TEXT BLOCK.
++++++++++++++++++++
# Schutzhund puppy video



## Stephanie17s (Jun 16, 2009)

http://www.youtube.com/watch?v=6aO0ayIefBg

This was intense to watch! She was so proud every time she got the rag! 

Is this considered normal training for a 12 week old puppy? I looked up their website too. http://www.starkepfoten.com/ Not familiar with them, but fascinated


----------



## angelaw (Dec 14, 2001)

The comments pretty well sum it up. Not abnormal. gets pup used to unsure footing, use to hands/sticks coming over etc.


----------



## GSDTrain (Apr 21, 2008)

i've seen this one before but, it is very interesting to watch!


----------



## Stephanie17s (Jun 16, 2009)

> Originally Posted By: GSDTraini've seen this one before but, it is very interesting to watch!


It showed up in the "recommended for me" video section so I took a look at it! I thought it was really interesting to see such a young dog have such focus. I guess thats what is meant by high drive? lol



> Originally Posted By: Angela_WThe comments pretty well sum it up. Not abnormal. gets pup used to unsure footing, use to hands/sticks coming over etc.


Very interesting. I had never seen such a young puppy in training before.


----------



## Liesje (Mar 4, 2007)

K, noob disclaimer here, but at least from what I have seen and experienced so far, I wouldn't really call it normal or abnormal. I didn't do all that with my puppy and don't know anyone who did, but if you know what you're doing it's not going to hurt. Key phrase there being "if you know what you're doing." I didn't, so whacking my puppy or even pretending to hit it and drive it would have been just plain stupid for me to do. I didn't do a lot of ragwork either, and actually just started using tugs as rewards and for obedience (my puppy is now 12 months) because again, I didn't really know what I was doing and in that case, best to not do anything than screw up your dog's grip or accidentally give him a really bad experience.

To me, it's "normal" to take any new pup out and get it used to as many things as possible, but for me that is more broad than just SchH stuff like ragwork, getting stick hits, etc. I took my puppy all over to lots of places with lots of sounds, smells, and textures.


----------



## sunfluer (May 12, 2009)

<span style='font-size: 11pt'>Interesting video but not into it really. Guess I'm too soft on my dogs.







</span>


----------



## Virginia (Oct 2, 2008)

This is generally how the puppies that are destined for SchH are brought up at my club, it seems to build very intense drive for the rag and eventually the sleeve, as well as get them used to being touched all over and being around the sticks. I think if I ever got a pup from a breeder specifically for trialing in SchH I would put him through that at a young age too.


----------



## sunfluer (May 12, 2009)

<span style='font-size: 11pt'>I understand. Looking at the video it seems there were times he was stroking the pup. I have no experience with the technique, it seems harsh but it's probably not. The pup didn't seem to mind whatsoever. In fact, the pup was probably enjoying it. I can see where the idea in part is desensitizing so there's no fear.</span>


----------



## Crookedcreekranch (May 27, 2008)

Wow that pup has excellent focus and seems to be thoroughly enjoying himself.
My only concern is the lifting off the ground when so young because of the puppy teeth. I do see at times he supports the pups body against his leg but many times he is not and swinging...not an expert on canine canines but would seem not the best thing on developing teeth? anyone know more about that then me? chime in...

But I really liked all the conditioning that was being done on a pup so young....that should be one tough dog!


----------



## cliffson1 (Sep 2, 2006)
++++++++++++++++++++
WORK ORDER 1.
Summarize the Schutzhund puppy thread in two sentences.
WORK ORDER 2.
Answer these questions on the Schutzhund puppy thread:
(a) How old does Liesje say her own puppy is now?
(b) According to Virginia, the way puppies are brought up at her club builds intense drive for what?
(c) In what section of the site did the video show up for Stephanie17s?
++++++++++++++++++++
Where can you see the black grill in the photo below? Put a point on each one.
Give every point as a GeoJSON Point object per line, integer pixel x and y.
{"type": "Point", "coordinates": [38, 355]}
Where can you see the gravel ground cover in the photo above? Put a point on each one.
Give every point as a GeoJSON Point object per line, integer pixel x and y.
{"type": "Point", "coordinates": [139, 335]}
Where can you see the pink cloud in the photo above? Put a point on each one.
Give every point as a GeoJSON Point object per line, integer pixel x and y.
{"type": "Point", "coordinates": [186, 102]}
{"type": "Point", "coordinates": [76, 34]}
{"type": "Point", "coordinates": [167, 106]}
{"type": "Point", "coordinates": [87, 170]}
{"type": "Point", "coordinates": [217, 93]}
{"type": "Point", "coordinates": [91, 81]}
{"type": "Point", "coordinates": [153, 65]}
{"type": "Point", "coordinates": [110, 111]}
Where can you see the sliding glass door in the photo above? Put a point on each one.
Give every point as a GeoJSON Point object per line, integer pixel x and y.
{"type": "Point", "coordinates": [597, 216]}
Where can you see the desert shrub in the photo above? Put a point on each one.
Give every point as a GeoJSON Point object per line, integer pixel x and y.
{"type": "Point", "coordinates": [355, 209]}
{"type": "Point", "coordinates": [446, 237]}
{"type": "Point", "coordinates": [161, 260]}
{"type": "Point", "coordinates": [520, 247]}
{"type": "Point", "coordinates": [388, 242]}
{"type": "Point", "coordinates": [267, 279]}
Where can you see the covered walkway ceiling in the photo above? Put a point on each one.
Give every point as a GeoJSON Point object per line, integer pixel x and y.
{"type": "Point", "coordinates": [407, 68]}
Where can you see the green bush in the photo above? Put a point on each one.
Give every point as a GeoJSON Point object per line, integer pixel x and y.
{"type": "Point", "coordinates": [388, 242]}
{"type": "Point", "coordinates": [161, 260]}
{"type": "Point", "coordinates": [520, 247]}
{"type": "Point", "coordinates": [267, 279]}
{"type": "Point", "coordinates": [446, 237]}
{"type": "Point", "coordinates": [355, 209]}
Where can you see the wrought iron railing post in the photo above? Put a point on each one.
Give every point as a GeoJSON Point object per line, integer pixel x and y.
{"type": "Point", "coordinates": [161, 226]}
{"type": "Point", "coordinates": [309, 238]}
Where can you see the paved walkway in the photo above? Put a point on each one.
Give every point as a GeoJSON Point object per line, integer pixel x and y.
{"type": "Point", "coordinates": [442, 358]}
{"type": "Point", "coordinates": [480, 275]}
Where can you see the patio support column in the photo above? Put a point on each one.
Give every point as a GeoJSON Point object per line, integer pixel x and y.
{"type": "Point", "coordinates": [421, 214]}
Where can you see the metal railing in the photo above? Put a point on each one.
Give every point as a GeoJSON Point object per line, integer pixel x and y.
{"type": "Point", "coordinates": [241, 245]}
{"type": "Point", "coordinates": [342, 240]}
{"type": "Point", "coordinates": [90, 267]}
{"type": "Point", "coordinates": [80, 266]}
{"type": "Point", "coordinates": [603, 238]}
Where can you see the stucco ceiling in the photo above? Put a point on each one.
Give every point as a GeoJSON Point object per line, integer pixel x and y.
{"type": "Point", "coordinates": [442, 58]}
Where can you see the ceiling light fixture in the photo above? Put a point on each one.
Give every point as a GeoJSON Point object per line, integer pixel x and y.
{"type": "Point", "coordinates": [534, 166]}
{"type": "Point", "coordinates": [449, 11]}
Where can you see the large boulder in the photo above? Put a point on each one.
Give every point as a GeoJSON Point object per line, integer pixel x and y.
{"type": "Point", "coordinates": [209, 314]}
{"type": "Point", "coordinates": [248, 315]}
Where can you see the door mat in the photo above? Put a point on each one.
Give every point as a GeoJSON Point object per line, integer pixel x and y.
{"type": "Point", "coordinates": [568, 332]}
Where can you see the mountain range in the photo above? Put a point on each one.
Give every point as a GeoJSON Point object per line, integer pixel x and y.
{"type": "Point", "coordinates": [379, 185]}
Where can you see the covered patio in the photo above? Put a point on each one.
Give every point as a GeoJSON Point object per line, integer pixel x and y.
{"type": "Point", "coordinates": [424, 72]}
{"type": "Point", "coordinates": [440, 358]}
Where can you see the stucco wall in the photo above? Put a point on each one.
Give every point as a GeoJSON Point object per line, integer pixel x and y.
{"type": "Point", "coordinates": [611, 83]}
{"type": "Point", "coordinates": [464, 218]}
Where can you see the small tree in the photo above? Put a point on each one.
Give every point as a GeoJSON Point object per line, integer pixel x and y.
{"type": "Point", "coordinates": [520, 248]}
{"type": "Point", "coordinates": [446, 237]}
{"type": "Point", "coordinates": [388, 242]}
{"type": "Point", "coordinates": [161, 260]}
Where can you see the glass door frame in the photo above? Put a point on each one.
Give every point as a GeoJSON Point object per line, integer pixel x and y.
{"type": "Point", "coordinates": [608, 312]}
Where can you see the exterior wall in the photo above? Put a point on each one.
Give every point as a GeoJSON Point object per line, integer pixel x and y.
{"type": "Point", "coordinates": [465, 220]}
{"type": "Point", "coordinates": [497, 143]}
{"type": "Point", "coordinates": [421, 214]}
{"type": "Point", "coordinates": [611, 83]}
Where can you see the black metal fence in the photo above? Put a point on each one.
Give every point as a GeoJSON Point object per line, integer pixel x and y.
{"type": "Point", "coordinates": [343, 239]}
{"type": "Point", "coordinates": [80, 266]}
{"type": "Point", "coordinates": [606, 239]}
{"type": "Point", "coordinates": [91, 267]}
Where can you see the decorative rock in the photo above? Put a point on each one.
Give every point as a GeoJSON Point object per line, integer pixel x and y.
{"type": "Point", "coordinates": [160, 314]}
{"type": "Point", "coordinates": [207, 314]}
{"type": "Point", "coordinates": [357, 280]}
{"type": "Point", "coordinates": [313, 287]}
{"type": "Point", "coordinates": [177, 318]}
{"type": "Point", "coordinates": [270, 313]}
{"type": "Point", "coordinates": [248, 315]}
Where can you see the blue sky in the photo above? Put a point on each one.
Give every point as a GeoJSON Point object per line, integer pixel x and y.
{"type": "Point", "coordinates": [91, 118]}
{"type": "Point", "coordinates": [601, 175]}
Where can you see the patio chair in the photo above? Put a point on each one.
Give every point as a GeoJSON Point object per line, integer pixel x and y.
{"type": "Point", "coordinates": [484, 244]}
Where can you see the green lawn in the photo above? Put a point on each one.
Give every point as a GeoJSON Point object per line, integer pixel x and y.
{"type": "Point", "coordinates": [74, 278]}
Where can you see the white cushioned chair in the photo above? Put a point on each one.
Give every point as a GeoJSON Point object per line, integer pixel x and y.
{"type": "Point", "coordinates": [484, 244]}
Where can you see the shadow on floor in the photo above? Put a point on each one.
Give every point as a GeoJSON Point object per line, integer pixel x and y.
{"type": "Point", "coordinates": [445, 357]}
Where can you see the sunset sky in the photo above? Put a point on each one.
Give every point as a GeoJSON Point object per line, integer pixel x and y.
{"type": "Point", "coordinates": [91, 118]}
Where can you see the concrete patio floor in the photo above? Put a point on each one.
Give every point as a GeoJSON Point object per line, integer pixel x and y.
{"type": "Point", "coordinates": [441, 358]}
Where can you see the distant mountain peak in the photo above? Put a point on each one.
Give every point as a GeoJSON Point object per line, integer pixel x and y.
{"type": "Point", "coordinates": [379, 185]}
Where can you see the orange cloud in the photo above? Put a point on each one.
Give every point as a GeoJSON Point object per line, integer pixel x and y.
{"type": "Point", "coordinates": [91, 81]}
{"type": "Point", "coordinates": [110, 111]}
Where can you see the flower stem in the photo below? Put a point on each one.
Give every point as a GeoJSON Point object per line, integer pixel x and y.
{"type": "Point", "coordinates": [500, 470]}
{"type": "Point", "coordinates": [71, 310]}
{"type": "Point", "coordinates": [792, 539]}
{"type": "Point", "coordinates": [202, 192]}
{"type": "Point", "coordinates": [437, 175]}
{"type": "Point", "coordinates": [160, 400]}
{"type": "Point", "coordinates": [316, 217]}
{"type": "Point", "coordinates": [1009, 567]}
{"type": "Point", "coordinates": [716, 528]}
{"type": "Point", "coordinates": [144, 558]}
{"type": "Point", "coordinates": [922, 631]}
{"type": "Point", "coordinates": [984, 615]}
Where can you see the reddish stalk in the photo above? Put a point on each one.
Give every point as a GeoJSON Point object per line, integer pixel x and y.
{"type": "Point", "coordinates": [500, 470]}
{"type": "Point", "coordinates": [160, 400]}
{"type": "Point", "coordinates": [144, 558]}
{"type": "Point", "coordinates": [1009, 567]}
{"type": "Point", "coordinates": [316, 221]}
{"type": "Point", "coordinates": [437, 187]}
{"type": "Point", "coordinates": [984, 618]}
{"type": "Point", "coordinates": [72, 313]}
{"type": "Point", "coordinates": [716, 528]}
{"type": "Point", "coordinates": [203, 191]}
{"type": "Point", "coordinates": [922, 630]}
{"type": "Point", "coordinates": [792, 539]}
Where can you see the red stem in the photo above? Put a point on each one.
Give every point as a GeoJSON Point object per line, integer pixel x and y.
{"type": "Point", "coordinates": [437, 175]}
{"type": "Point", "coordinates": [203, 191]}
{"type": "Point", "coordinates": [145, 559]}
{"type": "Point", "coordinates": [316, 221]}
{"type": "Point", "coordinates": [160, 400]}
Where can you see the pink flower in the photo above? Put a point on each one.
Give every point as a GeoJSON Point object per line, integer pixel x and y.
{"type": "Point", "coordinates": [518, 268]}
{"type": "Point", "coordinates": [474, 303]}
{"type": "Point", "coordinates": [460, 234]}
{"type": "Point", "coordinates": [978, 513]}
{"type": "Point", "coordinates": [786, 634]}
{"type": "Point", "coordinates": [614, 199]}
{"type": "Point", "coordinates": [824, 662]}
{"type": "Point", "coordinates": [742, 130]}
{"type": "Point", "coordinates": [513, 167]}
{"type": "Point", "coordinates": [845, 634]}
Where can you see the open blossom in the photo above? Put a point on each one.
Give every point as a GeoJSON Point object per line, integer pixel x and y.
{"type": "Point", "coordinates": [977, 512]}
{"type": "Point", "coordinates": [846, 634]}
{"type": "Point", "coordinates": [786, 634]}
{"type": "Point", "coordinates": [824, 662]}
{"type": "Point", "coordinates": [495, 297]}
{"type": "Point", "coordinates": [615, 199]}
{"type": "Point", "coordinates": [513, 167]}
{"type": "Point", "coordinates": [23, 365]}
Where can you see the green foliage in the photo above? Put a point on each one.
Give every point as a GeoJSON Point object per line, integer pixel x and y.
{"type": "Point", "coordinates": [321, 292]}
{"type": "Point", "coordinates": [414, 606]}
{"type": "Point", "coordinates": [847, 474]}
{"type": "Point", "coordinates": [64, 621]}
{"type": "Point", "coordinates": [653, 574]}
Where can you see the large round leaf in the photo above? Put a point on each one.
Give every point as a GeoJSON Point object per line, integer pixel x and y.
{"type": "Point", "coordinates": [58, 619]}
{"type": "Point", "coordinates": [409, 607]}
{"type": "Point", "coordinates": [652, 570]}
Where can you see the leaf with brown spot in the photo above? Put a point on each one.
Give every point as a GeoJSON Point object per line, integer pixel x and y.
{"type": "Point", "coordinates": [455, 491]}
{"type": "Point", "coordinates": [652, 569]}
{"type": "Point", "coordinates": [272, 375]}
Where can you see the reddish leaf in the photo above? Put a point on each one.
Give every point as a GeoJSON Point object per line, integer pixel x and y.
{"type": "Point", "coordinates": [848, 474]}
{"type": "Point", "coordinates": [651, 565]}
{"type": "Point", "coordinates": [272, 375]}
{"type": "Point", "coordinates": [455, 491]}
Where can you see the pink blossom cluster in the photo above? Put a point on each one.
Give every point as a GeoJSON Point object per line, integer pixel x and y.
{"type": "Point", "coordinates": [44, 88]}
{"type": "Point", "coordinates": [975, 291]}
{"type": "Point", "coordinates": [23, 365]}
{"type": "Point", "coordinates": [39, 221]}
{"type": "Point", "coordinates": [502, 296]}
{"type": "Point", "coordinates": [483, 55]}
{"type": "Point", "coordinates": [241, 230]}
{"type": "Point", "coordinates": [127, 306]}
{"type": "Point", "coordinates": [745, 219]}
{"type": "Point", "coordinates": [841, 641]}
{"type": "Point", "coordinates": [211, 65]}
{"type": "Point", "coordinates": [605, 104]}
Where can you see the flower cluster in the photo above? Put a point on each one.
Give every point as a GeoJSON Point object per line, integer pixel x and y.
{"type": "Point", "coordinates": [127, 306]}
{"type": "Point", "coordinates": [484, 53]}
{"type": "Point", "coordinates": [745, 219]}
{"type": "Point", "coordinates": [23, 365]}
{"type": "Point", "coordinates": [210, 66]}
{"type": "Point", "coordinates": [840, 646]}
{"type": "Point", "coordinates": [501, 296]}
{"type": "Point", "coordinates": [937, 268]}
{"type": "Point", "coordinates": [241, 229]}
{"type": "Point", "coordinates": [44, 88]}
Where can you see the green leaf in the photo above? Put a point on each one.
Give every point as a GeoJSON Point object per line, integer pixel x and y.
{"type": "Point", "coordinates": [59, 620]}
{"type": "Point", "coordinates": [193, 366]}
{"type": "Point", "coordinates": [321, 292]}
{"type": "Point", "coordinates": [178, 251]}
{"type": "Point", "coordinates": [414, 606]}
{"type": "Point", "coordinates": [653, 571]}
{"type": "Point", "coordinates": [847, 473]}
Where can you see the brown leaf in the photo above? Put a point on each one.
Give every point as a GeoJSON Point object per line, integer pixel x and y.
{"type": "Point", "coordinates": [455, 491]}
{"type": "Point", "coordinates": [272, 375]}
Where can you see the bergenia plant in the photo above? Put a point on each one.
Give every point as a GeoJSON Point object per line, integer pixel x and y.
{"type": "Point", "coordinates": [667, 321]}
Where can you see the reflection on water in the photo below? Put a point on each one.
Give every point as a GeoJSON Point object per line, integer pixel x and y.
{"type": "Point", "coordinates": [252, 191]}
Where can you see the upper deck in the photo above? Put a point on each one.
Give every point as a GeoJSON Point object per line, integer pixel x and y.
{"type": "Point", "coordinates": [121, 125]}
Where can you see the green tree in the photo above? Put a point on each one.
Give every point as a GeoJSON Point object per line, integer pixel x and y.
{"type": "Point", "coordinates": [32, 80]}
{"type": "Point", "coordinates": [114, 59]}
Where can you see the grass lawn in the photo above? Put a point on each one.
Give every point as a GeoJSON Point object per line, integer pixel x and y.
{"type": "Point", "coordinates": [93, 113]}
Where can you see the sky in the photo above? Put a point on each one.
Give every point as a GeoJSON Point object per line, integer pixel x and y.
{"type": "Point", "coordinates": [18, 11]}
++++++++++++++++++++
WRITTEN SOLUTION 1.
A forum member shared a video of a 12-week-old puppy in Schutzhund training and asked whether such training is normal for a puppy that age. One reply called it not abnormal because it gets the pup used to unsure footing and to hands and sticks coming over it, while another poster worried that lifting so young a pup off the ground might not be good for its developing teeth.

WRITTEN SOLUTION 2.
(a) 12 months.
(b) The rag and eventually the sleeve.
(c) The "recommended for me" video section.